--- start of Source material ---

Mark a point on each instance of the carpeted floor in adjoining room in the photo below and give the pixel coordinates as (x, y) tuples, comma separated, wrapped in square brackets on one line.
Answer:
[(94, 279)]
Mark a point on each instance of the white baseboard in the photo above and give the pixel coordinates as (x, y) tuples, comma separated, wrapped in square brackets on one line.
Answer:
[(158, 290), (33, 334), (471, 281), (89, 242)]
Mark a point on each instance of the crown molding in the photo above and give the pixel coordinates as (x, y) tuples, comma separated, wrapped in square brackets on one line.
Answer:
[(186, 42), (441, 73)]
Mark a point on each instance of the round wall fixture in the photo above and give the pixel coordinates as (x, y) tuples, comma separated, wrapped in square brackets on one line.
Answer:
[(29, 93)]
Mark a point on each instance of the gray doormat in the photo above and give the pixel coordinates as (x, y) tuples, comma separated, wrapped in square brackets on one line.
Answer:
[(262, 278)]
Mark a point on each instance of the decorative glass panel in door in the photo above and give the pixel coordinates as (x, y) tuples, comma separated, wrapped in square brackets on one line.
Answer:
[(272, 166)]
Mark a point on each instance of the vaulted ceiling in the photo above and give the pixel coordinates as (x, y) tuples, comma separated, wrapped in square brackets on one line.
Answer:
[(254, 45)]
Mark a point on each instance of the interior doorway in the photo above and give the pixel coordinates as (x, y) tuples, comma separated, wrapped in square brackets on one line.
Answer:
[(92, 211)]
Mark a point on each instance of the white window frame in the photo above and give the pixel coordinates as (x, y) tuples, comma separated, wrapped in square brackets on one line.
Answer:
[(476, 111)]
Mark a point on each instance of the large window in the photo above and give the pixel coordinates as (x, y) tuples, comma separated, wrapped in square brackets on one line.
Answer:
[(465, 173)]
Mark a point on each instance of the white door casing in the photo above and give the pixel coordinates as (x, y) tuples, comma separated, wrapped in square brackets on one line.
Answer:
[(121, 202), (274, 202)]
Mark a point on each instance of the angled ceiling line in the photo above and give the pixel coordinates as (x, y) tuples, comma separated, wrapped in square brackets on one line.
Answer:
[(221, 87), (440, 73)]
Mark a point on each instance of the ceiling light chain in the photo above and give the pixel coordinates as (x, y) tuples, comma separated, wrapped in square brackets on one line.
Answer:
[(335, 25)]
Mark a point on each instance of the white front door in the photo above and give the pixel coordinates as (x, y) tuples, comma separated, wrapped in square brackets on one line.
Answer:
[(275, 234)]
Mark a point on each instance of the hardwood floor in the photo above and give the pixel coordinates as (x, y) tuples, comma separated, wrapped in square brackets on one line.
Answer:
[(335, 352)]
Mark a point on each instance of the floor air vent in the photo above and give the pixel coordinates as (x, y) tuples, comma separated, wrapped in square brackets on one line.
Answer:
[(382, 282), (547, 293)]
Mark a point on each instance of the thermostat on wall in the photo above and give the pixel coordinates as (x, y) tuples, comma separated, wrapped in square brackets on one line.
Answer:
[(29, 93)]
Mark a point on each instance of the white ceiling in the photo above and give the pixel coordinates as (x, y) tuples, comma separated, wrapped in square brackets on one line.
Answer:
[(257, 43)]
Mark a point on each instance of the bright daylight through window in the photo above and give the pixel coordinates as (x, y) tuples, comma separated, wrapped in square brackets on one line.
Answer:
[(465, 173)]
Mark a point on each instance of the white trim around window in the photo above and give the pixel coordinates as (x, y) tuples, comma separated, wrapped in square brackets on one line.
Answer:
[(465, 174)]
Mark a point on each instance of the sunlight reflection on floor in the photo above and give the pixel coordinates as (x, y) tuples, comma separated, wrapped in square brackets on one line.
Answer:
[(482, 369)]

--- end of Source material ---

[Stated problem]: Format every line of the entries above as a JSON list of strings, one string per line, and leave out blank lines.

[Answer for the task]:
[
  "Mark a point on each instance of the carpeted floor in adjoining room in the photo below and give the pixel coordinates as (x, y) tuples, comma separated, wrapped in square brackets on one line.",
  "Answer:",
  "[(94, 279)]",
  "Mark a point on each instance of the white baseboard in the photo above and give the pixel coordinates as (x, y) tuples, comma separated, wrapped in square brackets on one line.",
  "Answer:",
  "[(158, 290), (33, 334), (471, 281), (89, 242)]",
  "Mark a point on each instance of the crown molding in the photo above and give the pixel coordinates as (x, y) tuples, comma separated, wrapped in square brackets on one line.",
  "Answer:",
  "[(186, 42), (441, 73)]",
  "Mark a point on each instance of the round wall fixture in the photo above and give the pixel coordinates as (x, y) tuples, comma separated, wrapped in square brackets on one line.",
  "Answer:",
  "[(29, 93)]",
  "Mark a point on each instance of the gray doormat in the photo above and give the pixel coordinates as (x, y) tuples, comma separated, wrapped in square brackets on one line.",
  "Answer:",
  "[(262, 278)]",
  "Mark a point on each instance of the decorative glass panel in door in the photo above and give the pixel coordinates as (x, y) tuples, comma separated, wrapped in square brackets on one line.",
  "Answer:",
  "[(272, 166)]",
  "Mark a point on each instance of the vaulted ceiling in the photo above and give the pixel coordinates as (x, y) tuples, comma separated, wrapped in square brackets on one line.",
  "Answer:",
  "[(254, 45)]",
  "Mark a point on each instance of the interior doorway in the photo above and give the pixel coordinates as (x, y) tuples, comma separated, wrapped in square brackets on one line.",
  "Answer:",
  "[(92, 211)]",
  "Mark a point on each instance of the white window frame in the photo above and give the pixel coordinates as (x, y) tuples, comma separated, wrapped in square brackets on one line.",
  "Answer:",
  "[(476, 111)]",
  "Mark a point on each instance of the large window in the photo above and give the pixel coordinates as (x, y) tuples, comma separated, wrapped in square brackets on one line.",
  "Answer:",
  "[(465, 173)]",
  "Mark a point on each instance of the white door casing in the photo above and give the pixel coordinates as (x, y) tuples, comma separated, wrapped in square brackets on one line.",
  "Answer:",
  "[(121, 202), (274, 202)]",
  "Mark a point on each instance of the angled ceiling line in the photo above and give the pixel coordinates as (x, y) tuples, comma separated, wrapped in square brackets on one line.",
  "Answer:",
  "[(221, 87), (440, 73)]",
  "Mark a point on each instance of the ceiling light chain in the photo above and give the pixel coordinates as (x, y) tuples, comma separated, wrapped in square brackets on one line.",
  "Answer:",
  "[(335, 25)]",
  "Mark a point on each instance of the white front door in the photo above and give the pixel coordinates as (x, y) tuples, comma separated, wrapped in square brackets on one line.",
  "Answer:",
  "[(275, 234)]",
  "Mark a point on each instance of the hardwood floor in the photo above and give the pixel coordinates as (x, y) tuples, comma separated, wrapped in square brackets on one line.",
  "Answer:",
  "[(335, 352)]",
  "Mark a point on each instance of the floor air vent in the photo above and give the pixel coordinates as (x, y) tuples, comma separated, wrapped in square brackets on one line.",
  "Answer:",
  "[(382, 282), (547, 293)]",
  "Mark a point on each instance of the thermostat on wall in the photo above and give the pixel coordinates as (x, y) tuples, comma separated, wrapped in square brackets on one line.",
  "Answer:",
  "[(29, 93)]",
  "Mark a point on each instance of the white ceiling in the photo above and give the pixel coordinates as (x, y) tuples, comma separated, wrapped in square brackets on one line.",
  "Answer:",
  "[(257, 43)]",
  "Mark a point on each instance of the bright daylight through window in the photo above and give the pixel coordinates as (x, y) tuples, comma separated, wrapped in square brackets on one line.",
  "Answer:",
  "[(465, 173)]",
  "Mark a point on each instance of the white trim around window in the photo above and give the pixel coordinates as (x, y) tuples, comma separated, wrapped in square brackets on one line.",
  "Answer:",
  "[(465, 174)]",
  "Mark a point on each instance of the sunlight reflection on floor in the photo above and give the pixel coordinates as (x, y) tuples, comma separated, wrapped in square brackets on one line.",
  "Answer:",
  "[(482, 369)]"
]